▸ Given task: Give only the number of lines in the listing below that contain the string "railing".

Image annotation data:
■ ■ ■

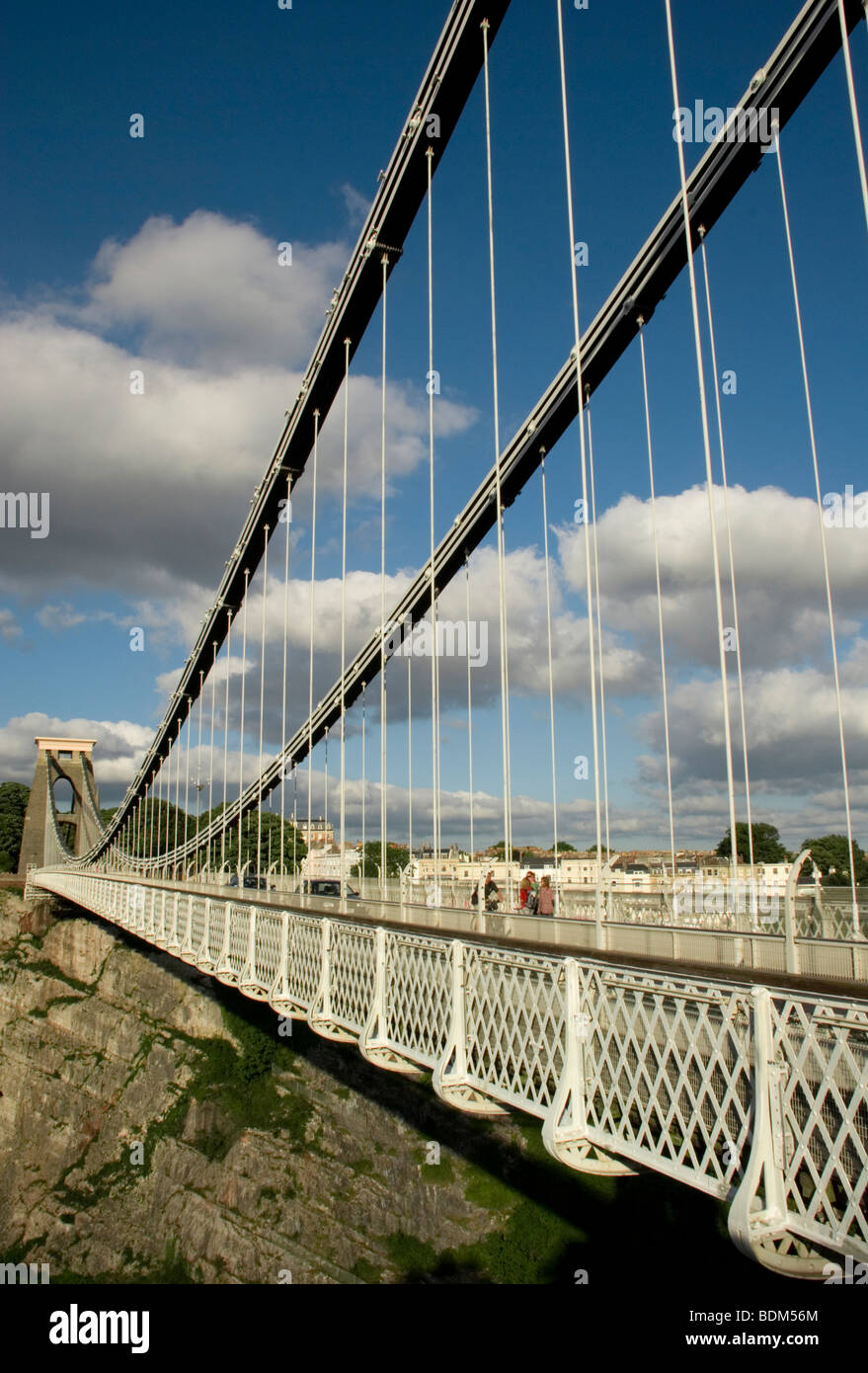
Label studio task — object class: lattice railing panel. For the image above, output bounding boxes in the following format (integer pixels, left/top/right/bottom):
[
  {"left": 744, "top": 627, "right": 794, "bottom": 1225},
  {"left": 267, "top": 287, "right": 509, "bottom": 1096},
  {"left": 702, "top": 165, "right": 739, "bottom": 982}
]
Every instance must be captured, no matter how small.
[
  {"left": 331, "top": 924, "right": 376, "bottom": 1032},
  {"left": 207, "top": 901, "right": 229, "bottom": 968},
  {"left": 253, "top": 911, "right": 283, "bottom": 992},
  {"left": 386, "top": 932, "right": 452, "bottom": 1067},
  {"left": 187, "top": 897, "right": 204, "bottom": 955},
  {"left": 585, "top": 972, "right": 752, "bottom": 1196},
  {"left": 772, "top": 997, "right": 868, "bottom": 1257},
  {"left": 287, "top": 915, "right": 323, "bottom": 1007},
  {"left": 464, "top": 946, "right": 565, "bottom": 1113},
  {"left": 226, "top": 902, "right": 250, "bottom": 978}
]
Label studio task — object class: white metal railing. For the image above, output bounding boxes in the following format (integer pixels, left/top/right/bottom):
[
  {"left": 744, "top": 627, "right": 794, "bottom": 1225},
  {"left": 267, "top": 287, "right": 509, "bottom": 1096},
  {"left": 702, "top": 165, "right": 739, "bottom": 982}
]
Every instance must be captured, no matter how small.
[{"left": 29, "top": 869, "right": 868, "bottom": 1277}]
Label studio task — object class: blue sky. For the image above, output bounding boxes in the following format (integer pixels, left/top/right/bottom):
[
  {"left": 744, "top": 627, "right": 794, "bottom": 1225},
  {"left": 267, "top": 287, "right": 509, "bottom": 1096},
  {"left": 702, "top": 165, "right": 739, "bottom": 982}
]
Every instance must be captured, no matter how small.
[{"left": 0, "top": 0, "right": 868, "bottom": 848}]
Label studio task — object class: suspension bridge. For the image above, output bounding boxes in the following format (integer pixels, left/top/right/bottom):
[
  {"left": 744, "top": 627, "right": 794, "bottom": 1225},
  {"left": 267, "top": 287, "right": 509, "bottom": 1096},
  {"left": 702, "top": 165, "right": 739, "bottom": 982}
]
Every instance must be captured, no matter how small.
[{"left": 20, "top": 0, "right": 868, "bottom": 1278}]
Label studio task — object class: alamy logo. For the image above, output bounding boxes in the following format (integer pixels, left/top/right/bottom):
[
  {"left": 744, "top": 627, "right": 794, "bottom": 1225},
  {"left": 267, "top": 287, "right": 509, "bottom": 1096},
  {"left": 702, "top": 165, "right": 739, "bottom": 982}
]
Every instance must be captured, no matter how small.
[
  {"left": 671, "top": 100, "right": 780, "bottom": 152},
  {"left": 48, "top": 1302, "right": 151, "bottom": 1354},
  {"left": 0, "top": 492, "right": 49, "bottom": 538},
  {"left": 383, "top": 615, "right": 488, "bottom": 668},
  {"left": 0, "top": 1263, "right": 50, "bottom": 1286}
]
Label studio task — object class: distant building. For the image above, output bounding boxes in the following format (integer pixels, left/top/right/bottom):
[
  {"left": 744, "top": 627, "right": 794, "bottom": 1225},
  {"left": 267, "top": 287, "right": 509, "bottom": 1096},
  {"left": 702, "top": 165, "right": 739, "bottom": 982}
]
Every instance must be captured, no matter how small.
[{"left": 296, "top": 816, "right": 335, "bottom": 848}]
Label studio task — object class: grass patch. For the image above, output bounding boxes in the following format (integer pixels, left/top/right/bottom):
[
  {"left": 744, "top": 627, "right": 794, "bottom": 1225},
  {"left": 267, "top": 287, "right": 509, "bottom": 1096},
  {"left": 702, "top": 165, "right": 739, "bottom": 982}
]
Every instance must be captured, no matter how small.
[
  {"left": 28, "top": 958, "right": 96, "bottom": 997},
  {"left": 351, "top": 1259, "right": 383, "bottom": 1282}
]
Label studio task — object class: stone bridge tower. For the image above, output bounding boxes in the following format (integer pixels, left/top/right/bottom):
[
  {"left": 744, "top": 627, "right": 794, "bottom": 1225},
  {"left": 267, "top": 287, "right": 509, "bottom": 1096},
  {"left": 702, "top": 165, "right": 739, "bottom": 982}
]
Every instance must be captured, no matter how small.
[{"left": 18, "top": 739, "right": 103, "bottom": 877}]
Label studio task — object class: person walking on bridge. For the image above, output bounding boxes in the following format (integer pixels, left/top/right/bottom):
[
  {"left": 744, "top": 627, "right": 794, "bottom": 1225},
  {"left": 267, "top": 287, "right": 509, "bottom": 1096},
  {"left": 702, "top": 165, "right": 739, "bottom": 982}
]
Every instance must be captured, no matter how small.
[{"left": 537, "top": 873, "right": 555, "bottom": 916}]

■ ■ ■

▸ Solution to the exercise: 2